start
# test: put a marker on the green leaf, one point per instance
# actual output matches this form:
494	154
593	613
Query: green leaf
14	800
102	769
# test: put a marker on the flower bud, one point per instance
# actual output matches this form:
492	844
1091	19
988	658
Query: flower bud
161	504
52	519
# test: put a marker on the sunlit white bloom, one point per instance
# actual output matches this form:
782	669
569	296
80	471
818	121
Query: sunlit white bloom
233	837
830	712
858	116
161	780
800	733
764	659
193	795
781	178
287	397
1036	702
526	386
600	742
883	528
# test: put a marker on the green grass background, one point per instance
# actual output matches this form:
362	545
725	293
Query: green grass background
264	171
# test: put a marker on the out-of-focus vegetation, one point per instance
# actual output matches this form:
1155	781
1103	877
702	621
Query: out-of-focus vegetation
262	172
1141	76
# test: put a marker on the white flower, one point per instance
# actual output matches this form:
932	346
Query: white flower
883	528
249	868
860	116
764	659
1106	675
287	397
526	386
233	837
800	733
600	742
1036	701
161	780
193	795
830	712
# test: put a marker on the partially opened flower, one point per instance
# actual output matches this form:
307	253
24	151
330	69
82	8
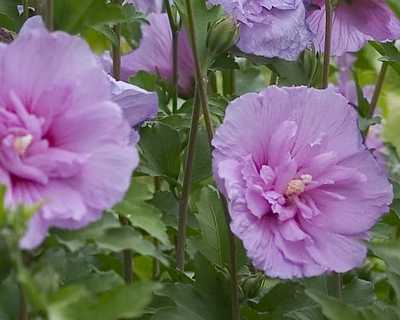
end
> **Task goal**
Copy every entry above verbatim, line for line, and omit the pictures from your copy.

> **Task solution**
# test: put a marker on the green leaf, one point per instance
# actual output matches this form:
494	154
593	613
Query: green leaf
14	800
102	769
# test: put a marker on the flower bud, one point per instance
# actual output matches this form:
492	844
1091	19
988	658
Query: flower bud
161	504
52	519
# test: put a marker on the sunlit white bloom, one point per instance
# actual output matches this form:
782	669
569	296
80	471
818	121
Query: sunlit white bloom
233	837
830	712
858	116
161	780
800	733
764	659
193	795
781	178
287	397
1036	702
526	386
600	742
883	528
# test: put a marker on the green grass background, one point per instance
# actual output matches this form:
362	545
725	293
Query: green grass background
264	171
# test: put a marker on the out-of-focus vegetation, one point per instance
# actual output matches this form:
1155	781
1103	877
702	621
Query: out-of-focus vegetation
262	172
1141	76
# test: put a marker on the white flower, one point per instance
# actual output matches this form:
932	346
Query: white flower
883	528
249	868
860	116
764	659
1106	675
287	397
526	386
233	837
800	733
600	742
1036	701
161	780
193	795
830	712
# test: put a marker on the partially opened flower, one point per instance
# actual output matches this form:
307	253
24	151
330	69
82	8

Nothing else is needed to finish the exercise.